Shultis charged with public lewdness

Dean M. Shultis

Dean M. Shultis

BETHLEHEM — Dean M. Shultis, 65, was arrested on Wednesday, July 26, for public lewdness because he was masturbating in a doctor’s waiting room, according to Bethlehem Police Commander Adam Hornick.

Police responded immediately, at 9 a.m., to calls from employees and patients at 1220 New Scotland Rd., Hornick said. The patients and employees, whom he described as “very concerned,” were interviewed as was Shultis, and video evidence was reviewed, Hornick said. Shultis was charged with one misdemeanor count of public lewdness.

Shultis could not be reached for comment.

While Hornick said he could not reveal whether Shultis did or did not have a criminal record, he said, “We publicize incidents like this to try to see if other similar incidents occurred that were not reported. Or someone could have seen him in the act but not known who it was.”

Hornick concluded, “In my experience, it is rare that someone of that age would be doing this for the first time,” although he added, “We can’t cast aspersions because we don’t know.”

Shultis was scheduled to appear in Bethlehem Town Court on Tuesday, Aug. 1, at 4 p.m.

Bethlehem Police are requesting that anyone who has information in regards to this or other incidents with Shultis to call (518) 439-9973.
______
Brief A
List every date and clock time that appears in the Bethlehem arrest report.
Brief B
Resume the Bethlehem arrest report after its final sentence.
______
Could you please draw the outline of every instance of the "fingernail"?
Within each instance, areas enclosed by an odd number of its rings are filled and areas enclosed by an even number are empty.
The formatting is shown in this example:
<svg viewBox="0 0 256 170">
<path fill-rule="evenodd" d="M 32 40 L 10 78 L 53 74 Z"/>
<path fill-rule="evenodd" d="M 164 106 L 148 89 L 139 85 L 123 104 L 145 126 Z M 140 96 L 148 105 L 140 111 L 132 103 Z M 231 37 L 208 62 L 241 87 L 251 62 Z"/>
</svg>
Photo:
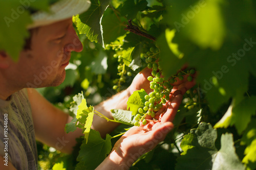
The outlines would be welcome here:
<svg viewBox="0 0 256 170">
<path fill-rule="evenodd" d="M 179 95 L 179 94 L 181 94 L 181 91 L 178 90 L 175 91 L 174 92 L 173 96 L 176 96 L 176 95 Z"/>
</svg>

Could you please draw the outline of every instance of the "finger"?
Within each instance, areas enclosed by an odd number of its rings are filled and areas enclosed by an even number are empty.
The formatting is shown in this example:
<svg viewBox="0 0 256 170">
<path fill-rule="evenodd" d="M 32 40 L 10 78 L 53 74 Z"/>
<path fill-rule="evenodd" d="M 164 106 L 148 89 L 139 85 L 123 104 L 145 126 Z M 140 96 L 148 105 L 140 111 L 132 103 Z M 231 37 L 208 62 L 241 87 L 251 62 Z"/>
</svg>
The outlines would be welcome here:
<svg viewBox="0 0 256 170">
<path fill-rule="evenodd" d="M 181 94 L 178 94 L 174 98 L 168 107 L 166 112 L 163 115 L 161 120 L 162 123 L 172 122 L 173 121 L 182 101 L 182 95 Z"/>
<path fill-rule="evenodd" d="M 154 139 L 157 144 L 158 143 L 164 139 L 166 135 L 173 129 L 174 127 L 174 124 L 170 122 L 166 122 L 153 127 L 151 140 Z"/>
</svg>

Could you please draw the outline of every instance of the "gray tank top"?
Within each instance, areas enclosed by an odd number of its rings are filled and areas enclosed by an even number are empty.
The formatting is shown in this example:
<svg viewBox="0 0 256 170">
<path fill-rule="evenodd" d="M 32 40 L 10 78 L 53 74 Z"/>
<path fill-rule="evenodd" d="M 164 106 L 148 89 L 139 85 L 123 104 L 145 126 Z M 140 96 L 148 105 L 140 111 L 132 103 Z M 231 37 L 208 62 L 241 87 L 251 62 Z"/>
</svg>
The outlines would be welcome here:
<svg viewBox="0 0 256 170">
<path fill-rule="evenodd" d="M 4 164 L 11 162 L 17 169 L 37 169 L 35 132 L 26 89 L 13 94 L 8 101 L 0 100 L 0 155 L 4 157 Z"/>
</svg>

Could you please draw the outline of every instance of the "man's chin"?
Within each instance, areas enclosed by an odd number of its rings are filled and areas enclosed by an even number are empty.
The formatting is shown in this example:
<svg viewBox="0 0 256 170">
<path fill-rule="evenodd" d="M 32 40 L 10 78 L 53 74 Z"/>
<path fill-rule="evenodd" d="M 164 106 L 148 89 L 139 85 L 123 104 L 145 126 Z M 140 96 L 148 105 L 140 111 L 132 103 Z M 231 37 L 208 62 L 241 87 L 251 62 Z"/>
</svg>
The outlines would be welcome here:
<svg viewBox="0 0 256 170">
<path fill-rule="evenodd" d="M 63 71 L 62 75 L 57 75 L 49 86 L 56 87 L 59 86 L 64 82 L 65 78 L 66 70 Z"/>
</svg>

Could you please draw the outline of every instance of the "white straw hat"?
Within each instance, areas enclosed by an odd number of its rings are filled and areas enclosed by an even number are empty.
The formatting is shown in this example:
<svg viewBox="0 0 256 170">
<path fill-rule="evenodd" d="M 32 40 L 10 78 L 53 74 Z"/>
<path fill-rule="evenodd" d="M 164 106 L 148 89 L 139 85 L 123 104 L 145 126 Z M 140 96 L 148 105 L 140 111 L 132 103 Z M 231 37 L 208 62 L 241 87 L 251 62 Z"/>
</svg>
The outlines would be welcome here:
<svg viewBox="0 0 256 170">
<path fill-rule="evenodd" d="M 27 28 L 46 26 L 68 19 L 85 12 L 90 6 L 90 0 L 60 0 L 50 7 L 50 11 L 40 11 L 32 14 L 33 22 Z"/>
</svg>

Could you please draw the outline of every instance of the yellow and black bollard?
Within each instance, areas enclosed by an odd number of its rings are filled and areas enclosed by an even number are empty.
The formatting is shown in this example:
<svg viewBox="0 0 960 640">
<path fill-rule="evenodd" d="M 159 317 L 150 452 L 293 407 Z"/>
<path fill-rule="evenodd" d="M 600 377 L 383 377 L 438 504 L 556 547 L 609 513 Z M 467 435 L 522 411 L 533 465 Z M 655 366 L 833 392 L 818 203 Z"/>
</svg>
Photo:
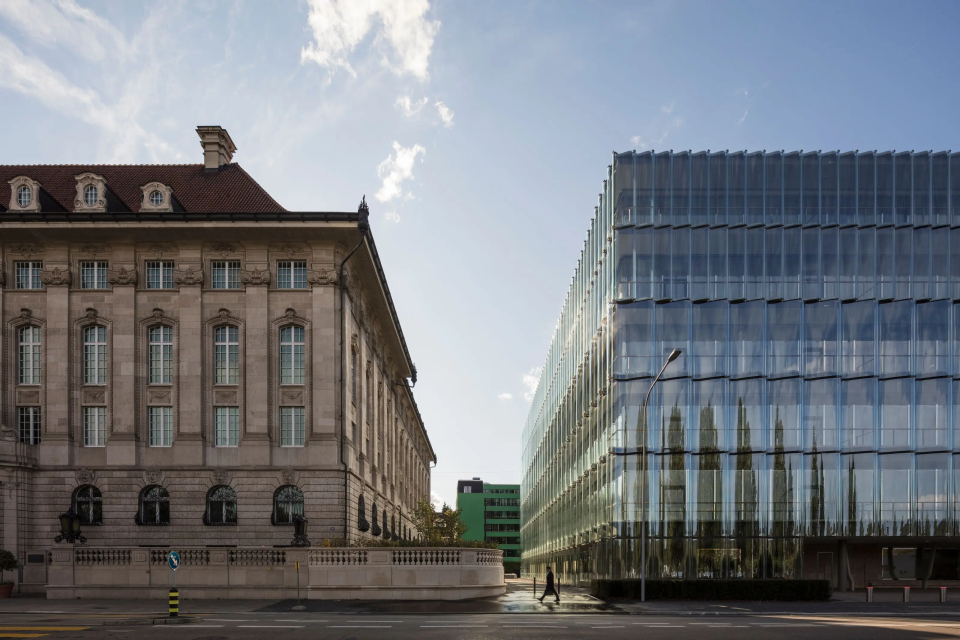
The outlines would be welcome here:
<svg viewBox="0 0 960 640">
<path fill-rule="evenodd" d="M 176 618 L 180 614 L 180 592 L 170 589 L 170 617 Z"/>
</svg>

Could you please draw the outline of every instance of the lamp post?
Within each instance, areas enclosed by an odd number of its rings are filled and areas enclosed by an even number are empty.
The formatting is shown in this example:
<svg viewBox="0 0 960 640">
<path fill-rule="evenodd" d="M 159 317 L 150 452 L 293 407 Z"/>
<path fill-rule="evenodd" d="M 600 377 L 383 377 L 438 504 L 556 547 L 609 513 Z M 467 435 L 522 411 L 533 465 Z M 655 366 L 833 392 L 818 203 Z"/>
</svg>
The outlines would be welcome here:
______
Response A
Wednesday, July 26
9 a.m.
Tuesday, Aug. 1
4 p.m.

Response B
Clinical psychologist James M. Cantor, Ph.D., an expert in sexual offenses, told The Enterprise earlier that, while researchers don’t know with certainty what motivates exhibitionists, Karl Freund had developed the current framework most often used to understand them: Exhibitionism, such as masturbating in public, is one type of “courtship disorder.”

Human males, according to Freund’s theory, have a natural courtship cycle — visually identifying potential reproductive partners, signaling interest, physical preparatory contact and fondling, and then sexual intercourse.

Problems in the identification phase, Freund said, give rise to voyeurism; problems in the signaling phase lead to exhibitionism; and problems in the preparatory contact phase lead to rubbing one’s hands (toucherism) or pelvis (frottuerism) against an unconsenting partner for sexual gratification.